▸ GIVEN PROBLEM 1:
Reproduce the rows from the first one through the line containing "[920, 191, 971, 317]", swapping "wooden" for "oak" and keeping everything else the same. Leave the pictures out.

▸ SOURCE EXCERPT:
┄┄┄┄┄┄

The estimated lambda (coefficient on the inverse Mills ratio) is positive and statistically significant. What does this tell us about selection?
Step 5: Compare with Naive OLS
Let us visualize the difference between naive OLS and Heckman-corrected estimates, and understand when the correction matters most.
# Full comparison table
cat("========================================\n")
cat(" Naive OLS vs. Heckman \n")
cat("========================================\n")
cat(sprintf("%-15s %10s %10s %10s\n", "Parameter", "OLS", "Heckman", "True"))
cat(sprintf("%-15s %10.4f %10.4f %10.4f\n", "educ",
coef(ols_biased)["educ"],
coef(heck, part = "outcome")["educ"],
true_beta_educ))
cat(sprintf("%-15s %10.4f %10.4f %10.4f\n", "exper",
coef(ols_biased)["exper"],
coef(heck, part = "outcome")["exper"],
true_beta_exper))
# Extract rho and sigma from the Heckman model
cat("\nSelection parameters:\n")
cat(" rho (error correlation):", heck$rho, "\n")
cat(" sigma (wage error SD):", heck$sigma, "\n")
cat(" lambda = rho * sigma:", heck$rho * heck$sigma, "\n")
# OLS on the FULL sample (if wages were observed for everyone)
# This is the benchmark we would get without selection
ols_full <- lm(log_wage ~ educ + exper,
data = data.frame(log_wage = log_wage, educ, exper))

┄┄┄┄┄┄

▸ GIVEN PROBLEM 2:
Carry on the Heckman selection-correction tutorial from its final line.

Bounding-box records
┄┄┄┄┄┄

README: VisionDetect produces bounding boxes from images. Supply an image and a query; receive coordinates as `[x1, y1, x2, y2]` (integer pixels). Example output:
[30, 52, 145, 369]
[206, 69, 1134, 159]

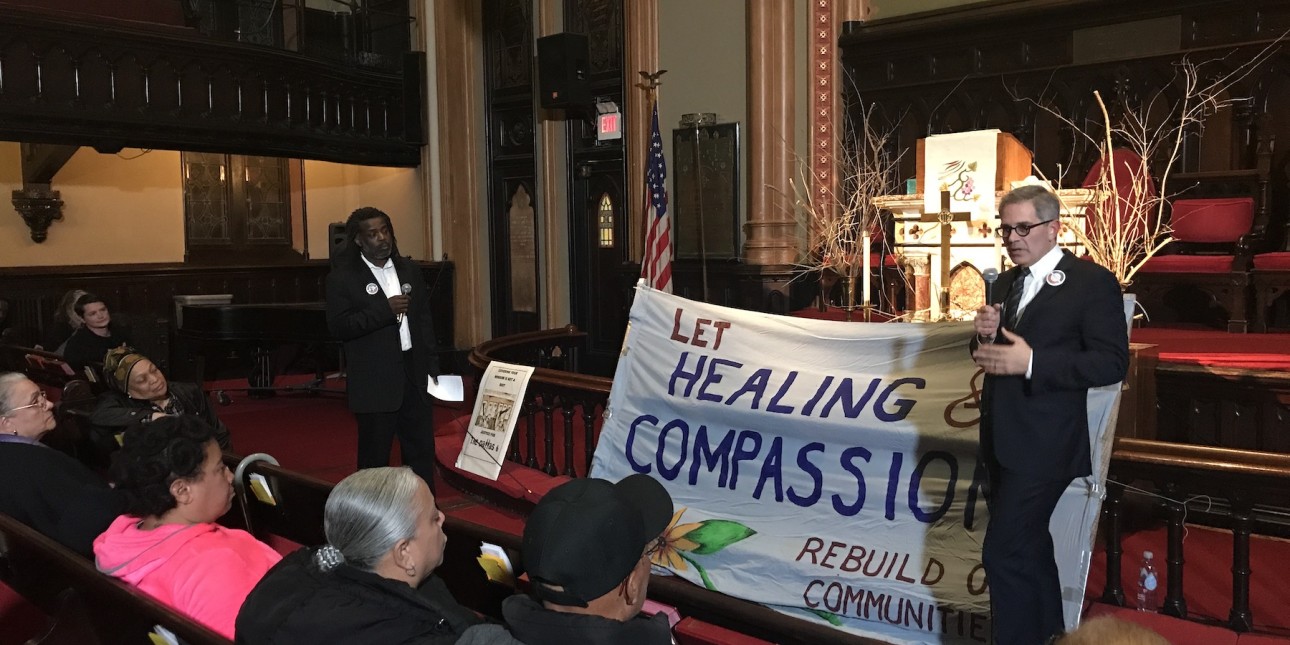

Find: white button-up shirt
[1017, 246, 1063, 379]
[362, 255, 412, 351]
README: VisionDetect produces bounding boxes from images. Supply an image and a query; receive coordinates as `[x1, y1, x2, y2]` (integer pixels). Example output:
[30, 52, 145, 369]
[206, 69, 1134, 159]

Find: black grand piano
[175, 297, 343, 396]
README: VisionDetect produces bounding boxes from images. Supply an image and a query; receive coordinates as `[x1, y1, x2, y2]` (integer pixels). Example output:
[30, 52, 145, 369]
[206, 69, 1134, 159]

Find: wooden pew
[0, 513, 230, 645]
[226, 455, 877, 645]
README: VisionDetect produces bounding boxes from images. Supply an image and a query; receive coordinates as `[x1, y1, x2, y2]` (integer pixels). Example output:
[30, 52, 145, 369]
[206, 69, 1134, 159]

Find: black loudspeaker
[538, 32, 591, 110]
[326, 222, 344, 262]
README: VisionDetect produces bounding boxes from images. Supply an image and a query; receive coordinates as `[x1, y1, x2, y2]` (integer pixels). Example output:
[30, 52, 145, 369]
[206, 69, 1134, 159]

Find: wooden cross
[920, 191, 971, 317]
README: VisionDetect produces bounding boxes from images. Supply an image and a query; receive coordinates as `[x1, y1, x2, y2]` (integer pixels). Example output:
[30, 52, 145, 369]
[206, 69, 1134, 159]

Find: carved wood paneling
[0, 9, 423, 166]
[841, 0, 1290, 211]
[565, 0, 623, 80]
[482, 0, 543, 335]
[1156, 364, 1290, 453]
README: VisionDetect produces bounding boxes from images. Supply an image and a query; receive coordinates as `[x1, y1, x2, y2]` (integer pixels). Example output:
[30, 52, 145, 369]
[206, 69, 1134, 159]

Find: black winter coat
[236, 548, 481, 645]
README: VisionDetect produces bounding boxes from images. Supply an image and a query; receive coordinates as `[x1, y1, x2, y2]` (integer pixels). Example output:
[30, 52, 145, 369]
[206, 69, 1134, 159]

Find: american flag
[641, 102, 672, 293]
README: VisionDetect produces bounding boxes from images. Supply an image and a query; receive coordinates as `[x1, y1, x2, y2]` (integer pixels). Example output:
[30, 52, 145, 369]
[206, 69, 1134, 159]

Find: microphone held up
[980, 267, 998, 304]
[399, 282, 410, 325]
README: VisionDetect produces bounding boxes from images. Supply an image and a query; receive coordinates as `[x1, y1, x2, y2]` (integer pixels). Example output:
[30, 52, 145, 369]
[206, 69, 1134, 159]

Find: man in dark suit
[326, 206, 439, 490]
[971, 186, 1129, 645]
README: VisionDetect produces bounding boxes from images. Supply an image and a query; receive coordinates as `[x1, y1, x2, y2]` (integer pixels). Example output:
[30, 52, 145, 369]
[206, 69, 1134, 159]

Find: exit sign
[596, 112, 623, 141]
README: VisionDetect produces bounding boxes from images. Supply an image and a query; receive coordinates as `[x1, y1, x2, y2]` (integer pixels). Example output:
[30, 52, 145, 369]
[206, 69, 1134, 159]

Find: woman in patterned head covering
[89, 346, 232, 450]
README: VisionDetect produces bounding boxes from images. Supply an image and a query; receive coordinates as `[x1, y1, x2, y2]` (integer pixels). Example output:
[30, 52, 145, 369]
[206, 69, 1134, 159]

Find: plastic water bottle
[1138, 551, 1160, 611]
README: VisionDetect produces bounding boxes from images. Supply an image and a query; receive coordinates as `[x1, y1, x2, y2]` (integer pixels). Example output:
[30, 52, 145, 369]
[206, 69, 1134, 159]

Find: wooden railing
[470, 325, 613, 477]
[1102, 439, 1290, 632]
[470, 325, 1290, 632]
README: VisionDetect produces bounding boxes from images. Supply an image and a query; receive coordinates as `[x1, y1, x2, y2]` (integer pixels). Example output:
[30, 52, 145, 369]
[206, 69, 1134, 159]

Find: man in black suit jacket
[973, 186, 1129, 645]
[326, 206, 439, 490]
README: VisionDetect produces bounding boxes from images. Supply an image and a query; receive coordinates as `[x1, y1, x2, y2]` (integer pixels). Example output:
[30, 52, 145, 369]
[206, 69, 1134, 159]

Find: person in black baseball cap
[502, 475, 672, 645]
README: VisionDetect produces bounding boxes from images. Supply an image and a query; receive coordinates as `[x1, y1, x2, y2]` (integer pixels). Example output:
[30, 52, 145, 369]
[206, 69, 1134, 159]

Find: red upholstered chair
[1130, 197, 1255, 333]
[1250, 132, 1290, 332]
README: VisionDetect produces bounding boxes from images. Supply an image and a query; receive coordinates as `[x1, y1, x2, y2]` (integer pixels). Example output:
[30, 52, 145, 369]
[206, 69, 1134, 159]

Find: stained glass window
[596, 192, 614, 249]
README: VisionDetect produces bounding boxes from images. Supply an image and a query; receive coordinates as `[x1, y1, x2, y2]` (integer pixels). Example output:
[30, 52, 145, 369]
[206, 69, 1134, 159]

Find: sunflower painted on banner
[649, 507, 757, 591]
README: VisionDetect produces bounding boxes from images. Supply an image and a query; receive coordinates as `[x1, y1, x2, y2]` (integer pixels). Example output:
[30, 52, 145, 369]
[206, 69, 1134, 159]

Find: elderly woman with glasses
[89, 347, 232, 450]
[237, 467, 517, 645]
[0, 372, 123, 556]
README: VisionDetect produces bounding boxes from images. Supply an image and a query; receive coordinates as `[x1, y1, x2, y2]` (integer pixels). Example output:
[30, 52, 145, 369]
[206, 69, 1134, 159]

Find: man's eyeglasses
[995, 219, 1055, 237]
[0, 390, 49, 417]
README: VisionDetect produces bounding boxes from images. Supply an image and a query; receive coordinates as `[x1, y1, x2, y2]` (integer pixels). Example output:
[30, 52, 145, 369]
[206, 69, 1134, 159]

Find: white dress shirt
[1017, 246, 1063, 381]
[360, 254, 412, 351]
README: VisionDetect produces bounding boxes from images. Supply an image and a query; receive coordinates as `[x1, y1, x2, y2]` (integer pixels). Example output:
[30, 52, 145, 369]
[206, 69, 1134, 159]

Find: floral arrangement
[1036, 50, 1280, 289]
[792, 106, 899, 307]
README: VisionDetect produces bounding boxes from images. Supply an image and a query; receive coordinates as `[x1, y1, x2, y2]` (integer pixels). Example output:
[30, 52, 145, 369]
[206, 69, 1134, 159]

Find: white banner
[592, 288, 1117, 642]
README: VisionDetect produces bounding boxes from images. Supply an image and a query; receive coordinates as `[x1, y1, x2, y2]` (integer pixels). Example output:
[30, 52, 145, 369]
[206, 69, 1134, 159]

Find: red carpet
[1131, 328, 1290, 370]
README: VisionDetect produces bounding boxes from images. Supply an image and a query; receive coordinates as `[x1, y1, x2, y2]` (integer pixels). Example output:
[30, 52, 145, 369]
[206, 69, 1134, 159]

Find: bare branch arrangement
[791, 106, 900, 307]
[1032, 42, 1285, 289]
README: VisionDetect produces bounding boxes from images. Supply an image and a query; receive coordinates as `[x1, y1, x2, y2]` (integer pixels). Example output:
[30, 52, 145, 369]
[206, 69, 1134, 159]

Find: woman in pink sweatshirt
[94, 415, 283, 639]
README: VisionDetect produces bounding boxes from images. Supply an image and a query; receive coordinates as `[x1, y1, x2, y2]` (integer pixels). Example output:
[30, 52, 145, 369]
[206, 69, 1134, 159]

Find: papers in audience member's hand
[250, 472, 277, 506]
[476, 542, 515, 587]
[426, 374, 466, 402]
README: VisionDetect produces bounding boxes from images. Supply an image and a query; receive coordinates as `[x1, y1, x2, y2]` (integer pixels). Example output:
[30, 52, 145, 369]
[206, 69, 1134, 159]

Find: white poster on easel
[457, 361, 534, 481]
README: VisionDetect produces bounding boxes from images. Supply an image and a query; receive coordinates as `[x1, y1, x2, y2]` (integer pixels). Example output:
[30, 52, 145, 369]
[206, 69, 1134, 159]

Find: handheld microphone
[980, 267, 998, 304]
[399, 282, 410, 325]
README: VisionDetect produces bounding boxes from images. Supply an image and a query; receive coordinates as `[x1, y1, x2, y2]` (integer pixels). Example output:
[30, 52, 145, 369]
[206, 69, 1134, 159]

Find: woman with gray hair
[0, 372, 125, 556]
[236, 467, 517, 645]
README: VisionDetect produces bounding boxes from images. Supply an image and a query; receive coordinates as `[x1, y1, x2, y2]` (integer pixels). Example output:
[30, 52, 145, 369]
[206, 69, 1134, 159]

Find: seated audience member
[63, 293, 130, 372]
[0, 298, 36, 347]
[40, 289, 86, 355]
[94, 415, 283, 639]
[502, 475, 672, 645]
[237, 467, 513, 645]
[1057, 615, 1169, 645]
[0, 372, 124, 556]
[89, 347, 232, 450]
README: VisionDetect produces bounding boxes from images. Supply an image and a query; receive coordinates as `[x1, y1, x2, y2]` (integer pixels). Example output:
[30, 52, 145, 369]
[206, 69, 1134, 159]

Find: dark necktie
[1004, 267, 1031, 332]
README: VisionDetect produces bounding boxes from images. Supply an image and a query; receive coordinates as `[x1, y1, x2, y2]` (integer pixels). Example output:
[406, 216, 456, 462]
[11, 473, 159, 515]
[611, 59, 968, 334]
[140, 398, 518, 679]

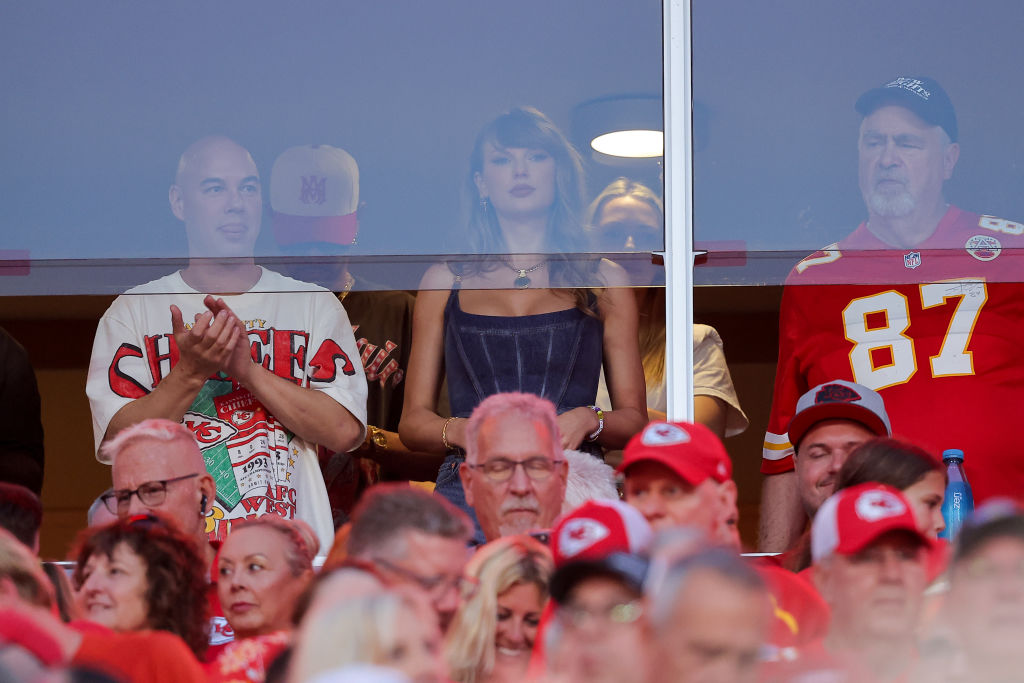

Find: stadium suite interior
[0, 0, 1024, 557]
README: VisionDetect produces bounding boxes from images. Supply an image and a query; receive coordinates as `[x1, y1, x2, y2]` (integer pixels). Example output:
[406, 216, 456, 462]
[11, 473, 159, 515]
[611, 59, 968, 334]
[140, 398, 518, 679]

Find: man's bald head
[174, 135, 256, 186]
[168, 135, 263, 258]
[100, 419, 217, 540]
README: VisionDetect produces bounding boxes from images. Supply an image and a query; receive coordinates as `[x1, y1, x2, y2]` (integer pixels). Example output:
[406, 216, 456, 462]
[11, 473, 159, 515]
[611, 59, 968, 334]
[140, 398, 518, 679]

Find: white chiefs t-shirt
[86, 268, 367, 555]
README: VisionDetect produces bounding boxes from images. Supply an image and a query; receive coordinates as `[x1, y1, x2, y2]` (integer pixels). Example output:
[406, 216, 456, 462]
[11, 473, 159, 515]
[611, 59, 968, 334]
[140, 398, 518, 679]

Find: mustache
[498, 494, 541, 514]
[874, 170, 909, 185]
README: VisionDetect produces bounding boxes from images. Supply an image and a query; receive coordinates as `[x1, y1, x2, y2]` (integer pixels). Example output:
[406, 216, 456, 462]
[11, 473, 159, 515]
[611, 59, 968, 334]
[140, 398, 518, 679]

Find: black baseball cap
[854, 76, 959, 142]
[550, 553, 649, 604]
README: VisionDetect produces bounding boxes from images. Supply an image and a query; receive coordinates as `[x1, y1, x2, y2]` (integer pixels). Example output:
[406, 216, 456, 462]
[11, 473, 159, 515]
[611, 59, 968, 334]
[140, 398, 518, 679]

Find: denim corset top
[444, 290, 603, 418]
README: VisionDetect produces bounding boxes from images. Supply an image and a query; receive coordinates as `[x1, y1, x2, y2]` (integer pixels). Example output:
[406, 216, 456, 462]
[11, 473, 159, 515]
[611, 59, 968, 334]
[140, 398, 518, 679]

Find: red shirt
[71, 622, 206, 683]
[761, 207, 1024, 501]
[759, 639, 918, 683]
[751, 557, 829, 651]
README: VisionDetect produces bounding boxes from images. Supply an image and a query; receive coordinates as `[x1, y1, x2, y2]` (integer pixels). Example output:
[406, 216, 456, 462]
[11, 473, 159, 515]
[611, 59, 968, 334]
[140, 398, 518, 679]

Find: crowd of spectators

┄┄┄┄┄┄

▸ ANSWER 1:
README: VisionDetect produces bounding boxes from images. Supply an image and a query; receive coordinates as `[x1, y1, x2, y2]` (integer pixels). Example output:
[30, 52, 145, 369]
[206, 69, 1134, 159]


Find: white button-up shirt
[1017, 246, 1063, 379]
[362, 255, 412, 351]
README: VisionDetect produces bounding boxes from images. Supply an image and a query; receive coordinates as `[x1, y1, x2, y2]` (integer pixels). Example output:
[30, 52, 145, 369]
[206, 69, 1134, 159]

Find: black grand piano
[175, 297, 343, 396]
README: VisionDetect produces bounding boxes from images. Supply an image and a query; receive coordinates as `[x1, y1, x2, y2]` (integer pixels). Example output:
[30, 52, 145, 369]
[206, 69, 1134, 159]

Find: oak pew
[0, 513, 230, 645]
[226, 455, 877, 645]
README: VisionDetect produces bounding boxes from images. Supply an image and a query; receive coordinates as `[x1, y1, x2, y2]` (integer pixels). Example output:
[30, 52, 145, 369]
[206, 69, 1134, 159]

Find: black loudspeaker
[538, 32, 591, 110]
[326, 222, 344, 262]
README: VisionDetect produces bounding boxes from images. Supply an image and a query; receive coordinates as `[x1, y1, x2, y2]` (integer pixels). Example output:
[30, 52, 145, 369]
[206, 69, 1134, 159]

Find: oak cross
[920, 191, 971, 317]

▸ ANSWER 2:
cat("\nOLS on full population (no selection):\n")
cat(" educ:", coef(ols_full)["educ"], "\n")
cat(" exper:", coef(ols_full)["exper"], "\n")Expected output:
| Estimator | educ | exper | lambda |
|---|---|---|---|
| OLS full population | ~0.080 | ~0.030 | — |
| Naive OLS (workers only) | ~0.065 | ~0.025 | — |
| Heckman two-step | ~0.080 | ~0.030 | ~0.30 |
| True values | 0.080 | 0.030 | — |
The Heckman estimator recovers coefficients close to the true values and close to what we would get if we could observe wages for the entire population. The naive OLS on workers is biased because it ignores selection.
Step 6: Check Exclusion Restriction Strength
The exclusion restriction is what gives the Heckman model practical identification beyond functional form. Let us test what happens when the exclusion restrictions are weak.
# Test 1: Joint significance of exclusion restrictions in probit
probit_full <- glm(participate ~ educ + exper + nchild + husb_inc,
data = df, family = binomial(link = "probit"))
probit_restricted <- glm(participate ~ educ + exper,
data = df, family = binomial(link = "probit"))
lr_test <- anova(probit_restricted, probit_full, test = "Chisq")
cat("LR test for exclusion restrictions:\n")
print(lr_test)
# Test 2: What happens WITHOUT exclusion restrictions
cat("\n=== Heckman WITHOUT exclusion restrictions ===\n")
cat("(Identification from functional form only)\n")
heck_no_excl <- selection(participate ~ educ + exper,
log_wage ~ educ + exper, data = df)
cat("educ (no excl. restr.):",
coef(heck_no_excl, part = "outcome")["educ"], "\n")
cat("educ (with excl. restr.):",
coef(heck, part = "outcome")["educ"], "\n")
cat("educ (true):", true_beta_educ, "\n")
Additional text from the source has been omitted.